● **Aim of the task**
Report every line of the data that includes "instance".

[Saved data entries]
#####

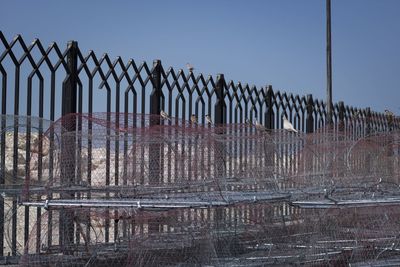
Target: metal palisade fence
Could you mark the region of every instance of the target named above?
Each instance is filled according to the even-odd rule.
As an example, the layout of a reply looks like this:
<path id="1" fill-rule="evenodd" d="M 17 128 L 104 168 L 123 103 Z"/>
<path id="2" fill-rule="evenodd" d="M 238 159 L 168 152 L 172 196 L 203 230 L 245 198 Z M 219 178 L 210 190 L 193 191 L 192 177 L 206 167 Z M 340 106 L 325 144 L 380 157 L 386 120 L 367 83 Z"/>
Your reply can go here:
<path id="1" fill-rule="evenodd" d="M 312 95 L 299 96 L 274 91 L 272 86 L 236 83 L 225 79 L 223 74 L 205 76 L 191 70 L 165 68 L 160 60 L 149 65 L 133 59 L 124 61 L 120 57 L 112 60 L 107 54 L 98 57 L 93 51 L 81 51 L 75 41 L 69 42 L 66 48 L 57 43 L 46 48 L 39 39 L 28 44 L 20 35 L 9 41 L 0 31 L 0 43 L 2 115 L 55 121 L 69 113 L 101 111 L 157 115 L 164 110 L 171 117 L 182 120 L 195 115 L 201 124 L 206 123 L 206 115 L 209 115 L 216 124 L 257 120 L 268 129 L 278 129 L 282 128 L 282 118 L 286 116 L 296 129 L 306 133 L 325 126 L 326 103 L 313 99 Z M 373 112 L 370 108 L 346 106 L 343 102 L 333 105 L 333 122 L 333 127 L 350 132 L 354 138 L 390 131 L 400 125 L 398 118 Z M 5 185 L 6 175 L 5 127 L 3 121 L 1 185 Z M 39 132 L 44 130 L 44 126 L 39 126 Z M 17 155 L 18 127 L 15 126 L 13 131 L 14 155 Z M 109 145 L 107 147 L 110 149 Z M 108 169 L 118 168 L 118 164 L 106 164 Z M 17 159 L 14 159 L 15 175 L 17 165 Z M 0 218 L 11 216 L 11 223 L 6 227 L 5 220 L 0 220 L 0 256 L 18 256 L 32 231 L 30 221 L 39 220 L 42 211 L 41 208 L 25 207 L 22 213 L 17 212 L 18 193 L 10 202 L 11 213 L 5 213 L 5 205 L 2 196 Z M 109 222 L 106 222 L 107 227 L 112 227 Z M 40 229 L 36 231 L 40 233 Z M 107 233 L 108 230 L 108 236 Z"/>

#####

● **Task output**
Could you mark the region of every instance of the target named above?
Each instance is filled according to the even-odd rule.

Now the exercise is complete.